Exact reproduction of all the entries is required, without any of their pictures.

Stored data entries:
┌──

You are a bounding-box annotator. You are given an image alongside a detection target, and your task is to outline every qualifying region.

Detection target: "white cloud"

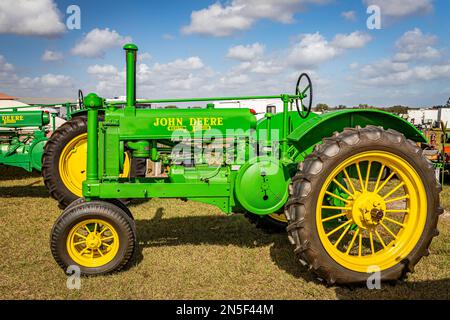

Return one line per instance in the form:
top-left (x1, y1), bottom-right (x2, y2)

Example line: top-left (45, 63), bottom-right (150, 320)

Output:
top-left (72, 28), bottom-right (132, 58)
top-left (88, 65), bottom-right (119, 76)
top-left (393, 28), bottom-right (441, 61)
top-left (354, 29), bottom-right (450, 88)
top-left (0, 55), bottom-right (14, 73)
top-left (0, 0), bottom-right (65, 37)
top-left (332, 31), bottom-right (372, 49)
top-left (182, 0), bottom-right (330, 37)
top-left (363, 0), bottom-right (433, 17)
top-left (288, 31), bottom-right (370, 67)
top-left (226, 43), bottom-right (265, 61)
top-left (288, 33), bottom-right (339, 67)
top-left (19, 74), bottom-right (73, 89)
top-left (139, 52), bottom-right (152, 62)
top-left (42, 50), bottom-right (64, 62)
top-left (154, 57), bottom-right (204, 72)
top-left (162, 34), bottom-right (175, 40)
top-left (341, 11), bottom-right (357, 21)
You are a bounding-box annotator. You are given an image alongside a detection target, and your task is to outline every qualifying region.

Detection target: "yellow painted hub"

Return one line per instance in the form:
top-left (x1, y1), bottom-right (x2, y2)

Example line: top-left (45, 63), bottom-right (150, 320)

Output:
top-left (316, 151), bottom-right (427, 273)
top-left (67, 219), bottom-right (119, 268)
top-left (59, 133), bottom-right (131, 197)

└──

• [SOLUTION FOR THIS EXERCISE]
You are a bounding-box annotator. You are given an image alongside a detection target, and your task is to outline every qualifying region.

Detection target: "white cloud"


Return one line per instance in the form:
top-left (x1, y1), bottom-right (x2, y2)

Example line: top-left (45, 63), bottom-right (150, 320)

Output:
top-left (72, 28), bottom-right (132, 58)
top-left (88, 65), bottom-right (119, 76)
top-left (393, 28), bottom-right (441, 61)
top-left (354, 29), bottom-right (450, 88)
top-left (0, 55), bottom-right (14, 73)
top-left (0, 0), bottom-right (65, 37)
top-left (332, 31), bottom-right (372, 49)
top-left (182, 0), bottom-right (330, 37)
top-left (363, 0), bottom-right (433, 17)
top-left (288, 31), bottom-right (370, 67)
top-left (226, 43), bottom-right (265, 61)
top-left (288, 33), bottom-right (339, 67)
top-left (19, 74), bottom-right (73, 89)
top-left (139, 52), bottom-right (152, 62)
top-left (42, 50), bottom-right (64, 62)
top-left (154, 57), bottom-right (204, 72)
top-left (162, 34), bottom-right (175, 40)
top-left (341, 11), bottom-right (357, 21)
You are a bounding-box annotator. You are given an image alongside a detection target, and your task is to outline every qualifying region.

Detection target: "yellow painted hub"

Return one line per instance in the form:
top-left (x1, y1), bottom-right (x2, y2)

Example line: top-left (45, 63), bottom-right (150, 320)

Output:
top-left (316, 151), bottom-right (427, 273)
top-left (67, 219), bottom-right (119, 268)
top-left (59, 133), bottom-right (131, 197)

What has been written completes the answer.